Each line below should be written out exactly, with none skipped.

(Supplied records)
================

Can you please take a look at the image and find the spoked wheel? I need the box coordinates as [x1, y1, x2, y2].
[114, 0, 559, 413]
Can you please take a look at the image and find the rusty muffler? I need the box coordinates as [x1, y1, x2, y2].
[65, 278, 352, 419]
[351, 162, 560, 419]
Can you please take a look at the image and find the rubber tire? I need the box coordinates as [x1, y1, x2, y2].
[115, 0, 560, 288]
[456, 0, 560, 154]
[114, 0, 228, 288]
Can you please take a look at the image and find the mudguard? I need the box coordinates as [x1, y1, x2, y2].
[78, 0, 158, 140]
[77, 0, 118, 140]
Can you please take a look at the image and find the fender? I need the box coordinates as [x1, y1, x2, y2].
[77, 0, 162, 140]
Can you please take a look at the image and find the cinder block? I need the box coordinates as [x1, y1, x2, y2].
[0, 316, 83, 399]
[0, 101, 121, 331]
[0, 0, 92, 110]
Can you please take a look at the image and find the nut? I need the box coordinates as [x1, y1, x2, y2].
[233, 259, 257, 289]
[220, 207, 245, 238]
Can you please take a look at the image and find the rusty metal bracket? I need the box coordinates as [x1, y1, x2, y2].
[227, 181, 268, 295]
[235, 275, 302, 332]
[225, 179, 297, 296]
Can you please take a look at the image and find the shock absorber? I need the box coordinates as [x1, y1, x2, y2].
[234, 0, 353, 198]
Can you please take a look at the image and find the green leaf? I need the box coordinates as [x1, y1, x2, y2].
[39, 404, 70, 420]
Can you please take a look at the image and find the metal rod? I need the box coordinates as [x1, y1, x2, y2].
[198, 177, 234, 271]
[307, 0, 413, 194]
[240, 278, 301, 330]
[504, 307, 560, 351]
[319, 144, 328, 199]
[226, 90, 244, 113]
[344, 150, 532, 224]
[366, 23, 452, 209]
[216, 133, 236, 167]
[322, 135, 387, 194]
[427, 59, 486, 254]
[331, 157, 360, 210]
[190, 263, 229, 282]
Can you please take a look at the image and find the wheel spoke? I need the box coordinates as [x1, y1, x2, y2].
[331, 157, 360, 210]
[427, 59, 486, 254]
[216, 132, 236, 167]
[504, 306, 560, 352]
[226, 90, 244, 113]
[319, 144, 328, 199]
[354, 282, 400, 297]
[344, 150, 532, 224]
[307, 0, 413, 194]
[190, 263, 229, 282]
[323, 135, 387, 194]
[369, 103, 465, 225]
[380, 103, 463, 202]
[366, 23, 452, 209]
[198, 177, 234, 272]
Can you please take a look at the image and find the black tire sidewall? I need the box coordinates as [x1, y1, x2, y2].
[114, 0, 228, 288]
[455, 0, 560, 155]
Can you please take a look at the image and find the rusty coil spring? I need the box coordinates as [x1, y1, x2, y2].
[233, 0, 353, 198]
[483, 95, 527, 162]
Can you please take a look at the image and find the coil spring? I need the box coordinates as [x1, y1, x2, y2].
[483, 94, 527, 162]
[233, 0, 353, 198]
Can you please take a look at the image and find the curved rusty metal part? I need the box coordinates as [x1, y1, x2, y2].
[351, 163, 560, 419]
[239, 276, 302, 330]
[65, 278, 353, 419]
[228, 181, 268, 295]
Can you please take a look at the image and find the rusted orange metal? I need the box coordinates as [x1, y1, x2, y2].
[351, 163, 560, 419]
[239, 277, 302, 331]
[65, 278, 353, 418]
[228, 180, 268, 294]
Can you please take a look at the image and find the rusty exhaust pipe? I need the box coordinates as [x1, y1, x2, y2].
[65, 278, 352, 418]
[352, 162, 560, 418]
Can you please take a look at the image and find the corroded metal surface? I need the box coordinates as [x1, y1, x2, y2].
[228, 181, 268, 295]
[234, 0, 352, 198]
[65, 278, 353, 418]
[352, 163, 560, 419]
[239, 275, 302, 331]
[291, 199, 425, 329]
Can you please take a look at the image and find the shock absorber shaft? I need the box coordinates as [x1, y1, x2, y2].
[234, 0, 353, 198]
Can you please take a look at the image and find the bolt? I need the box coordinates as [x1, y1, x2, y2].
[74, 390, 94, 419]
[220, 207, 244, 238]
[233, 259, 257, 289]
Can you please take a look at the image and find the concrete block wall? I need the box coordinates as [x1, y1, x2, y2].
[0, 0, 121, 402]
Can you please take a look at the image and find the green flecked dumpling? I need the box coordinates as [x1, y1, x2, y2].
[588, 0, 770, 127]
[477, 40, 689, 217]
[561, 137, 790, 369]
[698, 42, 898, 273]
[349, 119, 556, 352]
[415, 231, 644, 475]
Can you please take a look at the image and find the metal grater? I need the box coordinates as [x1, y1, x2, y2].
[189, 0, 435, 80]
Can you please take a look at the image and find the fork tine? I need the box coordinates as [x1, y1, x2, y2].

================

(Exercise solution)
Can you please take a look at the image and find the spoked wheel? I need the box coordinates as [x1, y1, x2, y2].
[114, 0, 559, 413]
Can you please take a look at the image and find the rusty muffler? I need the box coordinates as [x1, y1, x2, y2].
[65, 278, 352, 419]
[351, 162, 560, 419]
Can you please take a look at the image and find the rubber tire? I need the box coordinates as [x1, y1, x2, y2].
[115, 0, 560, 288]
[456, 0, 560, 154]
[114, 0, 228, 288]
Can you please take a look at the image and find the mudguard? I need the box coordinates as [x1, y1, x2, y2].
[78, 0, 158, 140]
[77, 0, 118, 140]
Can you please take a look at the image and find the fender? I need the box coordinates as [x1, y1, x2, y2].
[77, 0, 162, 140]
Can you please take a look at the image and find the cinder block? I need the box coordinates as [x1, y1, x2, y2].
[0, 316, 83, 399]
[0, 101, 121, 331]
[0, 0, 92, 110]
Can you please take a look at the image and find the nut? I need the box coordinates as [x1, y1, x2, y2].
[233, 259, 257, 289]
[220, 207, 245, 238]
Can you please take a look at the image and find the rusty metal bracket? I need the box coordinates as [x1, y1, x2, y2].
[227, 181, 268, 295]
[235, 275, 302, 332]
[225, 179, 297, 296]
Can you please take a look at the image and find the shock absorber? I need the box coordinates as [x1, y1, x2, y2].
[234, 0, 353, 198]
Can you please take a look at the image and find the green leaf? I need the box coordinates as [x1, y1, x2, y2].
[39, 404, 70, 420]
Can you please take a look at the image and find the metal rod? I need the box coordinates as [x1, y1, x2, y2].
[198, 177, 234, 271]
[307, 0, 413, 194]
[240, 278, 301, 330]
[504, 307, 560, 351]
[319, 144, 328, 199]
[226, 90, 244, 113]
[344, 150, 532, 224]
[366, 23, 452, 209]
[216, 133, 236, 167]
[322, 135, 387, 194]
[427, 59, 486, 254]
[331, 157, 360, 210]
[190, 263, 229, 282]
Can you please take a look at the image and find the wheel spoke? I need the box coordinates as [x1, y1, x2, y2].
[331, 157, 360, 210]
[427, 59, 486, 254]
[216, 132, 236, 167]
[504, 306, 560, 352]
[226, 90, 244, 113]
[319, 144, 328, 199]
[354, 282, 400, 297]
[344, 150, 532, 224]
[307, 0, 413, 194]
[190, 263, 229, 282]
[323, 135, 387, 194]
[369, 103, 465, 225]
[380, 103, 463, 202]
[366, 23, 452, 209]
[198, 177, 234, 272]
Can you please take a look at the image and find the black tire sidewall? I need the box coordinates as [x1, y1, x2, y2].
[114, 0, 228, 288]
[455, 0, 560, 155]
Can you please take a look at the image and find the rusty coil spring? I need the box coordinates as [x1, y1, x2, y2].
[233, 0, 353, 198]
[483, 95, 527, 162]
Can you please take a look at the image and find the coil spring? I need the box coordinates as [x1, y1, x2, y2].
[483, 94, 527, 162]
[233, 0, 353, 198]
Can you please take a look at the image and find the curved rusty metal part? I need the box coordinates as [x1, y1, x2, y2].
[351, 163, 560, 419]
[239, 276, 302, 330]
[65, 278, 353, 419]
[228, 181, 268, 295]
Can you please take a look at the image and find the rusted orange metal? I need the box coordinates as [x1, y1, x2, y2].
[351, 163, 560, 419]
[239, 277, 302, 331]
[65, 278, 353, 418]
[228, 180, 268, 294]
Can you please take a look at the image and find the rusty exhaust pipe? I need the box coordinates as [x1, y1, x2, y2].
[65, 278, 352, 418]
[352, 162, 560, 418]
Can you please take a look at the image and find the corroded metal surface? I need the box coordinates as [x1, y1, x2, y2].
[228, 181, 268, 295]
[234, 0, 352, 198]
[65, 278, 353, 418]
[352, 163, 560, 419]
[239, 275, 302, 331]
[291, 199, 425, 329]
Can you please take a look at the image and find the shock absorber shaft? I need the box coordinates as [x1, y1, x2, y2].
[234, 0, 353, 198]
Can you please take a look at the image and find the bolt? I need the box coordinates as [x1, y1, x2, y2].
[74, 390, 94, 419]
[220, 207, 244, 238]
[233, 259, 257, 289]
Can you please take a look at the image and find the concrete block wall? I need the box coordinates as [x1, y1, x2, y2].
[0, 0, 121, 402]
Can you please take a look at the image and find the green flecked dumpling? I need the box coordinates as [x1, y1, x2, y2].
[588, 0, 770, 127]
[477, 40, 689, 217]
[561, 137, 790, 369]
[698, 42, 898, 273]
[349, 119, 556, 352]
[415, 231, 644, 475]
Can you please take a look at the image and find the metal grater? I need the box coordinates as [x1, y1, x2, y2].
[189, 0, 435, 80]
Can you please take a look at the image and find the fork tine? I need the box coordinates as [x1, y1, x2, y2].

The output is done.